Work instructions: Reproduce all of the material below with "largest disc" swapped for "largest circle" at every occurrence and nothing else altered. Leave out the pictures.

Excerpts from a pointing dataset:
++++++

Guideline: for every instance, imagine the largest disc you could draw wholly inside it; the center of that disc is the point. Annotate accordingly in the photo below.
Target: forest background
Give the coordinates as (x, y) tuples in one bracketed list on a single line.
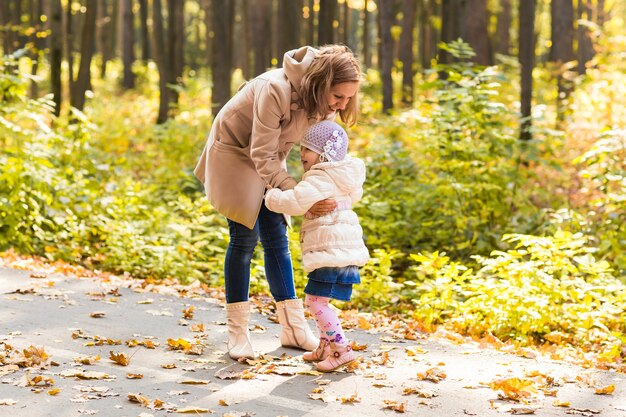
[(493, 133)]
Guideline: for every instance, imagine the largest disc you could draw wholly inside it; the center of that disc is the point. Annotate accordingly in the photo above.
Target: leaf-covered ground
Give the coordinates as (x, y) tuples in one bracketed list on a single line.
[(105, 345)]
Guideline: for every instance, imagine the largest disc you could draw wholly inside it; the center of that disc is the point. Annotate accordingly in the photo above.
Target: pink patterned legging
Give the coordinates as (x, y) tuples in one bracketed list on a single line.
[(327, 321)]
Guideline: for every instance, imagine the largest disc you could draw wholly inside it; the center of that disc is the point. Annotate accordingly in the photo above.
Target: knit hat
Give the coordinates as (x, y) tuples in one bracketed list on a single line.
[(327, 139)]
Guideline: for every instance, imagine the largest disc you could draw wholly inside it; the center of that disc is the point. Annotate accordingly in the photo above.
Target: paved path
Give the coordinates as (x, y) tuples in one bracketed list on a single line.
[(75, 317)]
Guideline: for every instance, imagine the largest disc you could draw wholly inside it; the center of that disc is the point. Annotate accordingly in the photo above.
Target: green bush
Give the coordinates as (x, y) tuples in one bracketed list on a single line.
[(543, 289)]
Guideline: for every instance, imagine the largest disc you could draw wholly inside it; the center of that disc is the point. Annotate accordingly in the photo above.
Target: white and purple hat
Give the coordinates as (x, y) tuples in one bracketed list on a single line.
[(328, 139)]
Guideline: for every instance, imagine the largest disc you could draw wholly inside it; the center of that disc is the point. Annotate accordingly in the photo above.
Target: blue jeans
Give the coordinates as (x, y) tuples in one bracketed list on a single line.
[(272, 229)]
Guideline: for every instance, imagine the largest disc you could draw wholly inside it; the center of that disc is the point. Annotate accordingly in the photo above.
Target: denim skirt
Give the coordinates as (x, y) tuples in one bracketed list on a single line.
[(333, 282)]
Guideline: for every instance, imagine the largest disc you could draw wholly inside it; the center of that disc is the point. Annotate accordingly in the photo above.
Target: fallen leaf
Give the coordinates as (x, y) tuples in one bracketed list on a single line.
[(136, 398), (354, 398), (188, 312), (433, 374), (119, 358), (193, 410), (395, 406), (194, 381), (608, 390), (198, 328), (87, 360)]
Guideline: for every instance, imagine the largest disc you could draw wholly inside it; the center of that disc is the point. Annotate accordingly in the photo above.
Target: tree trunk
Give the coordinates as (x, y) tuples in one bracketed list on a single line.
[(326, 16), (367, 54), (290, 12), (176, 36), (409, 9), (83, 82), (585, 44), (260, 25), (503, 28), (69, 47), (103, 34), (55, 25), (36, 11), (127, 43), (527, 63), (452, 25), (221, 68), (428, 38), (386, 16), (476, 31), (311, 23), (562, 52), (160, 54), (145, 38)]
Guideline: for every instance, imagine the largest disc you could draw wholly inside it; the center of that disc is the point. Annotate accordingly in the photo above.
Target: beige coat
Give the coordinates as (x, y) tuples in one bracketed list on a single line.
[(251, 137), (336, 239)]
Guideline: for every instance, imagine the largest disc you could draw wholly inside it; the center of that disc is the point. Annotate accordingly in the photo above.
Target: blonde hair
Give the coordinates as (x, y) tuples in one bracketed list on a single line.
[(332, 65)]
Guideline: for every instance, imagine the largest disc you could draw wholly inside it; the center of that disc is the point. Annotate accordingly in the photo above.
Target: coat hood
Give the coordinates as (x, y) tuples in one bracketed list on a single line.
[(348, 174), (296, 62)]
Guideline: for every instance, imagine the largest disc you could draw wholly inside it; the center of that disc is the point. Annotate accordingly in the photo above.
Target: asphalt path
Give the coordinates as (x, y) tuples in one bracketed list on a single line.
[(173, 339)]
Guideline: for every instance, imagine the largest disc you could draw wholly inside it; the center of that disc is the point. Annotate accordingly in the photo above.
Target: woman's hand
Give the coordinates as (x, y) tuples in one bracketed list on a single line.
[(321, 208)]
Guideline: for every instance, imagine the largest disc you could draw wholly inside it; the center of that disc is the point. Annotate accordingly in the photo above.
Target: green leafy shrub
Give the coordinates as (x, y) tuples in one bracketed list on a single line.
[(544, 289)]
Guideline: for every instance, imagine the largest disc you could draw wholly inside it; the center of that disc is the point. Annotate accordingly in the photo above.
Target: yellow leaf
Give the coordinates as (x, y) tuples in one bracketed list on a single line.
[(119, 358), (188, 312), (193, 410), (136, 398), (608, 390)]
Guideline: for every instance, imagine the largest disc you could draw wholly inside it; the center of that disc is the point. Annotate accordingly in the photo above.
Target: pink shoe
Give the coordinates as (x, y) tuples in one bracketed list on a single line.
[(339, 355), (320, 353)]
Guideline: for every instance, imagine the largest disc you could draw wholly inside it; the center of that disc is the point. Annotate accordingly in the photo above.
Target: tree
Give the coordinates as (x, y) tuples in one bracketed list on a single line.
[(585, 45), (55, 25), (160, 54), (367, 54), (562, 50), (428, 36), (145, 38), (476, 31), (409, 8), (386, 20), (260, 25), (503, 28), (289, 20), (452, 25), (127, 43), (221, 68), (527, 63), (325, 22), (105, 33), (83, 81)]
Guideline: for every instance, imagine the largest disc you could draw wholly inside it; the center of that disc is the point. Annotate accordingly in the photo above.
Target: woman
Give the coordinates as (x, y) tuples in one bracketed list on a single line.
[(246, 153)]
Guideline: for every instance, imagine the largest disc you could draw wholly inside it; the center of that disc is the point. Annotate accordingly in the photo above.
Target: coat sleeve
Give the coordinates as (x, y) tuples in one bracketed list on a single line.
[(264, 139), (299, 200)]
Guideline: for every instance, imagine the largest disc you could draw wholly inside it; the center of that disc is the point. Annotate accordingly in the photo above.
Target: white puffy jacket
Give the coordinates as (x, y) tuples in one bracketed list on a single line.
[(336, 239)]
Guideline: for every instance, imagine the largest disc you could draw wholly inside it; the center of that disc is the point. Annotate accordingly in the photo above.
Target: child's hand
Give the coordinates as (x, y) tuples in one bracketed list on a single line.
[(321, 208)]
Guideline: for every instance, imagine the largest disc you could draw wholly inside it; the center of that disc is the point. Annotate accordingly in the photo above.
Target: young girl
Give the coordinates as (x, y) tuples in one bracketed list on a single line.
[(332, 245), (247, 148)]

++++++

Expected output:
Guideline: for every instance, imagine the largest circle you could draw wholly inside it; the center of that disc is the point. Annotate accordingly in the photo below.
Target: forest background
Give the coordinates as (x, y) tuples in one bracketed list on a single line.
[(493, 133)]
Guideline: for every instance, imagine the largest circle you could draw wholly inside it; the center of that disc is the point. Annotate accordingly in the photo above.
Target: leaf-covered ground
Give the coordinates as (x, y) tuples in one bracketed list on a single line.
[(105, 345)]
Guideline: for every instance, imagine the largest circle you could draw wholly inside it; the center of that disc is the point. Annotate accordingly in the photo above.
Target: pink patterned legging
Give the coordinates as (x, y) tuples in one bracketed list on a single line.
[(327, 321)]
Guideline: for every instance, imagine the largest circle you could draw wholly inside it; the center of that disc is the point. Annotate accordingly in the photo above.
Target: knit hat
Give the coordinates as (x, y) tuples in one bracketed list on a single line.
[(327, 139)]
Guideline: for every instance, imagine the largest circle you could draw wholly inside it; the center of that disc is the point. Annotate accordingly in the photo above.
Target: paved path
Give the coordinates as (x, y) tuples in one bracketed list on a single line.
[(75, 317)]
Guideline: for every instance, imagine the largest circle you could draw wholly inside it; the center of that disc is the point. Annotate accordingly in the photo above.
Target: green bush
Give the coordinates as (x, y) tuples in one bracketed list on a single line.
[(543, 289)]
Guideline: for every instance, imagine the largest circle you could draw wholly inside it; the center of that disc is the point. Annotate accordingly in the photo above.
Target: white and purple hat
Give the coordinates as (x, y) tuples in one bracketed list on a single line.
[(328, 139)]
Guideline: for every instance, imagine the largest circle you could draw wholly inside it; the center of that disc is the point. Annotate accordingly in the photo above.
Target: blue jeans
Give the coordinates as (x, y) tuples in one bracketed list on a single line.
[(272, 229)]
Guideline: for every instance, imagine the largest circle you could draw wholly inside it; the center of that disc is the point. Annotate accordingly in the photo above.
Target: denim skirt
Give the coordinates as (x, y) tuples in one bracketed list on a single line.
[(333, 282)]
Guideline: for every instance, imagine the largest circle you could draw wholly inside it; the center of that disc is the point. Annotate accordingly in the photo above.
Target: fallen leaf
Give the coordinates as (x, y) tuples in one bracketed list on a single line.
[(136, 398), (354, 398), (188, 312), (433, 374), (119, 358), (193, 410), (395, 406), (194, 381), (608, 390), (198, 328), (87, 360)]
Guideline: for every instance, imagine the largest circle you could draw wholly inside it; the center of that disc is the point. Annotate accordingly in the photo above.
Target: tree trunk
Give the coordinates as (x, y) tuples in one bracketed list on a single line.
[(326, 16), (367, 54), (290, 12), (176, 36), (409, 9), (83, 82), (585, 44), (260, 25), (503, 28), (69, 47), (103, 34), (55, 25), (36, 11), (127, 43), (527, 63), (452, 25), (221, 68), (428, 38), (386, 16), (476, 31), (311, 23), (562, 52), (160, 54), (145, 38)]
Guideline: for every instance, imagine the largest circle you could draw wholly inside it; the center of that disc is the point. Annotate accordingly in the photo above.
Target: beige coat
Give the coordinates as (x, y) tuples in one bracketed list on a single line.
[(251, 137), (336, 239)]
Guideline: for every instance, imagine the largest circle you could draw wholly inside it; the center of that disc is the point. Annotate accordingly in the photo above.
Target: blonde hair
Give the coordinates as (x, y) tuples in one bracketed list on a single line.
[(332, 65)]
Guideline: for every instance, imagine the largest circle you could draw wholly inside it; the center of that disc is the point. Annotate accordingly in the photo above.
Target: coat hood
Give the coordinates as (x, y) tuples in one bracketed list on a single line.
[(348, 174), (296, 62)]
Guideline: for every instance, imagine the largest circle you could draw wholly inside it; the center of that disc is the point. Annotate accordingly in the photo above.
Target: asphalt path
Give the coordinates as (x, y) tuples in one bracketed list on a single line.
[(173, 339)]
Guideline: for every instance, imagine the largest circle you could draw wholly inside it; the center of that disc is the point. Annotate accordingly in the photo above.
Target: woman's hand
Give the coordinates as (x, y) tuples in one bracketed list on a single line.
[(321, 208)]
Guideline: for every instance, imagine the largest circle you could draw wholly inside it; the center of that disc is the point. Annotate accordingly in the photo above.
Target: green leafy shrub
Give the coordinates as (x, y) tuples in one bracketed list on a single line.
[(544, 289)]
Guideline: for every instance, imagine the largest circle you could draw wholly inside it; the center of that disc is the point. Annotate accordingly in the photo above.
Target: yellow leaf
Give the coordinates as (x, y) tuples in one bracketed list on a single line.
[(119, 358), (188, 312), (193, 410), (136, 398), (608, 390)]
Guideline: for every instance, imagine the largest circle you could draw wholly inside it; the center of that disc is the point. Annotate accordingly in the photo above.
Target: pink shoe
Give the coordinates as (x, y) tuples in one bracketed list on a single line.
[(339, 355), (320, 353)]
Guideline: for every instance, imagine the largest circle you could draw wholly inside it; the center of that disc is the point. Annotate accordingly in the photo above.
Target: tree
Give the coordinates as (x, y) tuples in one bracketed list on a single line.
[(585, 45), (55, 25), (160, 54), (367, 54), (562, 50), (428, 36), (145, 38), (476, 31), (409, 8), (386, 20), (260, 25), (503, 28), (289, 20), (452, 25), (127, 43), (221, 68), (527, 63), (325, 22), (105, 33), (83, 81)]
Guideline: for every instance, imagine the largest circle you could draw wholly inside it; the center of that disc is the point. Annotate accordingly in the photo above.
Target: woman
Give the coordinates as (x, y) tuples in one bracketed list on a single line.
[(246, 153)]
Guideline: for every instance, imagine the largest circle you could draw wholly inside it; the center of that disc is the point. Annotate accordingly in the photo above.
Target: coat sleeve
Give the coordinates as (x, y) tuples in one bracketed list on a single line.
[(264, 139), (299, 200)]
Guideline: for every instance, imagine the largest circle you could draw wholly inside it; the center of that disc is the point. Annotate accordingly in the photo above.
Target: white puffy jacket
Give the coordinates as (x, y) tuples in one bracketed list on a single line.
[(336, 239)]
Guideline: for every instance, imagine the largest circle you could draw wholly inside it; the center of that disc is the point. Annotate accordingly in the photo above.
Target: child's hand
Give the coordinates as (x, y) tuples in one bracketed list on a single line.
[(321, 208)]
Guideline: for every instance, imagine the largest circle you could draw wholly inside it; the center of that disc is the point. Annotate accordingly in the photo above.
Target: young girl
Give the coordinates as (x, y) tuples in one bracketed list on a single line.
[(332, 245), (247, 148)]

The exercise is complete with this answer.